── Dataset records ──

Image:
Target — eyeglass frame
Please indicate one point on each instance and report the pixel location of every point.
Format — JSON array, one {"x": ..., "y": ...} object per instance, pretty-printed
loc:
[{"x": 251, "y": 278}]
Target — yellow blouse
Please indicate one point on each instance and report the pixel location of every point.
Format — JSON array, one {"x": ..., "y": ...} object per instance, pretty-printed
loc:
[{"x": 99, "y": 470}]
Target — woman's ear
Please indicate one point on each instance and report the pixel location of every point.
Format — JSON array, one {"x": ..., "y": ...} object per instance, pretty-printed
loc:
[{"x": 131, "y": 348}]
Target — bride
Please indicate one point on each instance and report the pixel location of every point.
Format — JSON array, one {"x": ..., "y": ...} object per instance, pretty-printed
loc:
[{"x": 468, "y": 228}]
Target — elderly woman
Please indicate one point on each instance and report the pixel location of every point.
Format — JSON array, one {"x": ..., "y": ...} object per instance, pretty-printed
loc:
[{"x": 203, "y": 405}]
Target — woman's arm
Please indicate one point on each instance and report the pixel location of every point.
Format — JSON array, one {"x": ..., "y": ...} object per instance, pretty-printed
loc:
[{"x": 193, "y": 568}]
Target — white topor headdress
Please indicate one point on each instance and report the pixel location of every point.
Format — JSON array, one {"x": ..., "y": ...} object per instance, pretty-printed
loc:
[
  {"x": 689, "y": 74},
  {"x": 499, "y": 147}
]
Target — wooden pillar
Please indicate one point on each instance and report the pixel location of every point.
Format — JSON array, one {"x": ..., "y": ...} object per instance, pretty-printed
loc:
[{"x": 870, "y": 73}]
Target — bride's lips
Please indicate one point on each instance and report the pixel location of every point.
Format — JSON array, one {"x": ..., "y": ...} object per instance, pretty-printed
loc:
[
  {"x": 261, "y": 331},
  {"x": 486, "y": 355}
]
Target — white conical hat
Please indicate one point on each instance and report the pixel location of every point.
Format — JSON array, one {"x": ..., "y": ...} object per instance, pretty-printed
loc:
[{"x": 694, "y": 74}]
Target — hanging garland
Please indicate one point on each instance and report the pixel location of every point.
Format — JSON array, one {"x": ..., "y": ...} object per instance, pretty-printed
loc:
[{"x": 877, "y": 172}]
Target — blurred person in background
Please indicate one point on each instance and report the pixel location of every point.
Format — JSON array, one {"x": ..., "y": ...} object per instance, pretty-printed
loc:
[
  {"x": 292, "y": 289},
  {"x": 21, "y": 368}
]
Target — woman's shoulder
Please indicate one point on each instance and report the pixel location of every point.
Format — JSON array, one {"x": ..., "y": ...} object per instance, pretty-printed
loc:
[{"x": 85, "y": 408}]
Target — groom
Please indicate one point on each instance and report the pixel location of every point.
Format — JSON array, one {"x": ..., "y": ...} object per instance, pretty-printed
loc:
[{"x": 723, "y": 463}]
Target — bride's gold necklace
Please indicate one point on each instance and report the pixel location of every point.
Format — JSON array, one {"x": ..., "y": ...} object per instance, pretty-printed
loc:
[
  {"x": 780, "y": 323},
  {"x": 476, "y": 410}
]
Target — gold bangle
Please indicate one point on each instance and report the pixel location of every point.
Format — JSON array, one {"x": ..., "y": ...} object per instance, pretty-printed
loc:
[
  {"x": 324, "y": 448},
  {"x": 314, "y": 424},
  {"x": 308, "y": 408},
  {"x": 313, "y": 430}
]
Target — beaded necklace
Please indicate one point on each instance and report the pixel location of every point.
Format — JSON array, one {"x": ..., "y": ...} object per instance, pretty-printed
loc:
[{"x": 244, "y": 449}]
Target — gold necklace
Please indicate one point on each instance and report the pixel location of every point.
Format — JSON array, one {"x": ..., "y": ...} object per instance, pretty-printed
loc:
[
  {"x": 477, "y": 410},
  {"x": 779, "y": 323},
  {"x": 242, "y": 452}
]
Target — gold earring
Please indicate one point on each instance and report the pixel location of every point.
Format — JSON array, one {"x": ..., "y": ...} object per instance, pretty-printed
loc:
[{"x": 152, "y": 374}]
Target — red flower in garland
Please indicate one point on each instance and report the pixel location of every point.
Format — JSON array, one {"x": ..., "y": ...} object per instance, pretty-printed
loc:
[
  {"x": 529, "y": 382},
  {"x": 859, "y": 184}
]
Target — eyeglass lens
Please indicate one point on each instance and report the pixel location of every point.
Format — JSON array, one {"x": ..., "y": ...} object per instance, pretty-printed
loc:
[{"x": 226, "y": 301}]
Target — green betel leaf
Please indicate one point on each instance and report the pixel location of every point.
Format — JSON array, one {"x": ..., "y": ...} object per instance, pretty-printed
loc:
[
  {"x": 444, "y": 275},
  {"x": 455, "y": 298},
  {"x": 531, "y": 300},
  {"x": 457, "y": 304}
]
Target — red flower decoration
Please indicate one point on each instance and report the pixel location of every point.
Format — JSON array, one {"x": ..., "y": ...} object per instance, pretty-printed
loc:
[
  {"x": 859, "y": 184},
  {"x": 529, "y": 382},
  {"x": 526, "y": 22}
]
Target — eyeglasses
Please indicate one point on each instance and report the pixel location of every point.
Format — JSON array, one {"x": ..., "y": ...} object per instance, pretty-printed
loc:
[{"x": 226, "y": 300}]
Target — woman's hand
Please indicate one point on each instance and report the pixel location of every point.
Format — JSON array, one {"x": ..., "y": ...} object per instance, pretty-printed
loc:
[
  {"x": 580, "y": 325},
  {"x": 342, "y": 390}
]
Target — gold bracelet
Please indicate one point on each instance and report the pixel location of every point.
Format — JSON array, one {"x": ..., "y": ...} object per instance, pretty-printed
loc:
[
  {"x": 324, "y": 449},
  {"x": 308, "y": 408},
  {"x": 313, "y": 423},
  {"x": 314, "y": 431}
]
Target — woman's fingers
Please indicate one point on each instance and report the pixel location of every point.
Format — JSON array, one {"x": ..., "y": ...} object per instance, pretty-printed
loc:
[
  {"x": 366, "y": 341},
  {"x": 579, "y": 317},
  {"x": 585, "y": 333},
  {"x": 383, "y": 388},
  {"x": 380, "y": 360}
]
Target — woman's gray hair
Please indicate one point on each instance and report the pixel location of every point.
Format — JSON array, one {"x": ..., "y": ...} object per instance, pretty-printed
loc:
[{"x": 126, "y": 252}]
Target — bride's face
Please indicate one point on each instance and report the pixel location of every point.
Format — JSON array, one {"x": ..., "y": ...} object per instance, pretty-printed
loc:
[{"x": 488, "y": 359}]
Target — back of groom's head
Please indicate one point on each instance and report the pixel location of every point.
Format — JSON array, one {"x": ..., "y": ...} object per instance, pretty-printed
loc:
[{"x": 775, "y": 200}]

───

What you will do → Output every line of the items above as a Markdown table with two columns, Row and Line. Number the rows in order and leave out blank lines.

Final result →
| Row | Line |
|---|---|
| 1 | Image: |
| 2 | Target — eyeglass frame |
| 3 | Please indicate one point on each instance and report the pixel location of every point. |
| 4 | Format — JSON array, one {"x": ..., "y": ...} object per instance, pretty-printed |
| 5 | loc: |
| 6 | [{"x": 251, "y": 278}] |
| 7 | Target — yellow blouse |
| 8 | Please indicate one point on each instance and report the pixel location of every point. |
| 9 | Format — JSON array, one {"x": ..., "y": ...} object per instance, pretty-printed |
| 10 | loc: |
| 11 | [{"x": 99, "y": 470}] |
| 12 | Target — woman's ear |
| 13 | Please indicate one point on each instance and report the pixel location of every point. |
| 14 | Format — JSON array, one {"x": ..., "y": ...} object per instance, pretty-printed |
| 15 | loc: |
| 16 | [{"x": 131, "y": 348}] |
| 17 | Target — bride |
| 18 | Please indicate one point on each instance and report the pixel location of every point. |
| 19 | Format — JSON array, one {"x": ..., "y": ...} object per instance, pretty-printed |
| 20 | loc: |
| 21 | [{"x": 468, "y": 228}] |
| 22 | Target — elderly woman |
| 23 | Please indicate one point on each instance and report the pixel location of every point. |
| 24 | Format — JSON array, one {"x": ..., "y": ...} object per instance, pretty-printed |
| 25 | loc: |
| 26 | [{"x": 203, "y": 405}] |
| 27 | Target — woman's arm |
| 28 | Please indicate one point on each instance and report the pixel location of every point. |
| 29 | Format — JSON array, one {"x": ..., "y": ...} object per instance, pretty-printed |
| 30 | loc: |
| 31 | [{"x": 193, "y": 568}] |
| 32 | Target — white topor headdress |
| 33 | Please indicate one point on each instance and report the pixel location of every point. |
| 34 | Format — JSON array, one {"x": ..., "y": ...} object per instance, pretty-printed |
| 35 | loc: |
| 36 | [ |
| 37 |   {"x": 689, "y": 74}, |
| 38 |   {"x": 499, "y": 147} |
| 39 | ] |
| 40 | Target — wooden pillar |
| 41 | Please indicate one point on each instance and report the pixel location of every point. |
| 42 | Format — JSON array, one {"x": ..., "y": ...} object per instance, pretty-printed |
| 43 | loc: |
| 44 | [{"x": 870, "y": 73}] |
| 45 | Target — bride's lips |
| 46 | Please indicate one point on each instance and report the pixel location of every point. |
| 47 | Format — JSON array, one {"x": ..., "y": ...} object per instance, pretty-printed |
| 48 | loc: |
| 49 | [ |
| 50 |   {"x": 261, "y": 331}, |
| 51 |   {"x": 486, "y": 355} |
| 52 | ] |
| 53 | Target — white conical hat |
| 54 | Please indicate one point on each instance and report the pixel location of every point. |
| 55 | Format — JSON array, one {"x": ..., "y": ...} object per instance, pretty-printed |
| 56 | loc: |
| 57 | [{"x": 694, "y": 74}] |
| 58 | Target — hanging garland |
| 59 | Please indicate one point on each instance and report the pixel location of every point. |
| 60 | Format — JSON array, one {"x": ..., "y": ...} object per instance, pretty-printed |
| 61 | loc: |
| 62 | [{"x": 877, "y": 172}] |
| 63 | Target — blurred person in background |
| 64 | Please indicate one point on each instance and report the pixel location of every point. |
| 65 | Format — JSON array, one {"x": ..., "y": ...} object per instance, pretty-printed |
| 66 | loc: |
| 67 | [ |
| 68 |   {"x": 292, "y": 289}, |
| 69 |   {"x": 21, "y": 368} |
| 70 | ] |
| 71 | Target — woman's shoulder |
| 72 | Please indicate one point on each instance and report the pixel location of every point. |
| 73 | Format — JSON array, one {"x": ..., "y": ...} object per instance, pretty-printed |
| 74 | loc: |
| 75 | [{"x": 85, "y": 408}] |
| 76 | Target — groom |
| 77 | Please indicate one point on each instance and report the pixel location of every point. |
| 78 | Format — JSON array, one {"x": ..., "y": ...} object per instance, pretty-printed |
| 79 | loc: |
| 80 | [{"x": 723, "y": 463}] |
| 81 | Target — bride's gold necklace |
| 82 | Please indicate one point on each instance and report the pixel location of every point. |
| 83 | Format — JSON array, one {"x": ..., "y": ...} object per instance, pretty-printed |
| 84 | loc: |
| 85 | [ |
| 86 |   {"x": 780, "y": 323}, |
| 87 |   {"x": 476, "y": 410} |
| 88 | ] |
| 89 | Target — gold bangle |
| 90 | Please indicate one point on each instance and report the pixel location of every point. |
| 91 | Format — JSON array, one {"x": ..., "y": ...} object per instance, pretty-printed |
| 92 | loc: |
| 93 | [ |
| 94 |   {"x": 324, "y": 448}, |
| 95 |   {"x": 314, "y": 424}, |
| 96 |   {"x": 308, "y": 408}, |
| 97 |   {"x": 313, "y": 430} |
| 98 | ] |
| 99 | Target — beaded necklace |
| 100 | Please indicate one point on each instance and report the pixel location of every point. |
| 101 | Format — JSON array, one {"x": ..., "y": ...} object per instance, pretty-printed |
| 102 | loc: |
| 103 | [{"x": 244, "y": 449}] |
| 104 | Target — gold necklace |
| 105 | Please indicate one point on each instance and report the pixel location of every point. |
| 106 | Format — JSON array, one {"x": ..., "y": ...} object per instance, pretty-printed |
| 107 | loc: |
| 108 | [ |
| 109 |   {"x": 477, "y": 410}, |
| 110 |   {"x": 779, "y": 323}, |
| 111 |   {"x": 242, "y": 452} |
| 112 | ] |
| 113 | Target — gold earring |
| 114 | Please indicate one point on each instance and report the pixel location of every point. |
| 115 | Format — JSON array, one {"x": ..., "y": ...} object per instance, pretty-printed |
| 116 | loc: |
| 117 | [{"x": 152, "y": 374}] |
| 118 | Target — red flower in garland |
| 119 | Please indicate one point on each instance and report the pixel location of every point. |
| 120 | Format — JSON array, one {"x": ..., "y": ...} object per instance, pretty-printed |
| 121 | loc: |
| 122 | [ |
| 123 |   {"x": 529, "y": 382}, |
| 124 |   {"x": 859, "y": 184} |
| 125 | ] |
| 126 | Target — eyeglass lens |
| 127 | Please indicate one point on each instance and report the pixel location of every point. |
| 128 | Format — JSON array, one {"x": ..., "y": ...} object per instance, pretty-printed |
| 129 | loc: |
| 130 | [{"x": 226, "y": 301}] |
| 131 | Target — green betel leaf |
| 132 | Please indicate one point on each instance and report the pixel location of every point. |
| 133 | Format — JSON array, one {"x": ..., "y": ...} object per instance, pretty-printed |
| 134 | loc: |
| 135 | [ |
| 136 |   {"x": 444, "y": 275}, |
| 137 |   {"x": 455, "y": 298}, |
| 138 |   {"x": 531, "y": 300}, |
| 139 |   {"x": 457, "y": 304} |
| 140 | ] |
| 141 | Target — red flower decoration |
| 142 | Please indicate one point on each instance and report the pixel location of every point. |
| 143 | Format — JSON array, one {"x": ..., "y": ...} object per instance, pretty-printed |
| 144 | loc: |
| 145 | [ |
| 146 |   {"x": 859, "y": 184}, |
| 147 |   {"x": 529, "y": 382}, |
| 148 |   {"x": 526, "y": 22} |
| 149 | ] |
| 150 | Target — eyeglasses |
| 151 | Please indicate one point on each instance and report the pixel location of every point. |
| 152 | Format — JSON array, one {"x": ..., "y": ...} object per instance, pretty-printed |
| 153 | loc: |
| 154 | [{"x": 226, "y": 300}] |
| 155 | Target — woman's hand |
| 156 | Please indicate one point on each instance and report the pixel location of every point. |
| 157 | Format — JSON array, one {"x": ..., "y": ...} object per instance, pretty-printed |
| 158 | loc: |
| 159 | [ |
| 160 |   {"x": 580, "y": 325}, |
| 161 |   {"x": 342, "y": 390} |
| 162 | ] |
| 163 | Target — gold bracelet |
| 164 | Please indicate one point on each instance and report the pixel location of every point. |
| 165 | Format — JSON array, one {"x": ..., "y": ...} object per instance, pretty-printed |
| 166 | loc: |
| 167 | [ |
| 168 |   {"x": 324, "y": 449}, |
| 169 |   {"x": 308, "y": 408}, |
| 170 |   {"x": 313, "y": 423}, |
| 171 |   {"x": 314, "y": 431} |
| 172 | ] |
| 173 | Target — woman's fingers |
| 174 | Please indicate one point on each instance and report the pixel location of every point. |
| 175 | Format — JSON array, one {"x": ..., "y": ...} object per instance, pretty-printed |
| 176 | loc: |
| 177 | [ |
| 178 |   {"x": 366, "y": 341}, |
| 179 |   {"x": 579, "y": 317}, |
| 180 |   {"x": 585, "y": 333}, |
| 181 |   {"x": 383, "y": 388}, |
| 182 |   {"x": 380, "y": 360} |
| 183 | ] |
| 184 | Target — woman's gray hair |
| 185 | Please indicate one point on each instance and report the pixel location of every point. |
| 186 | Format — JSON array, one {"x": ..., "y": ...} object per instance, pretty-printed |
| 187 | loc: |
| 188 | [{"x": 126, "y": 252}] |
| 189 | Target — bride's face |
| 190 | Please indicate one point on each instance and report the pixel location of every point. |
| 191 | Format — JSON array, one {"x": ..., "y": ...} object per instance, pretty-printed |
| 192 | loc: |
| 193 | [{"x": 488, "y": 359}] |
| 194 | Target — back of groom's head |
| 195 | Please indicate one point on each instance and report the pixel location of every point. |
| 196 | Format — JSON array, one {"x": ..., "y": ...} object per instance, pretty-printed |
| 197 | loc: |
| 198 | [{"x": 775, "y": 200}] |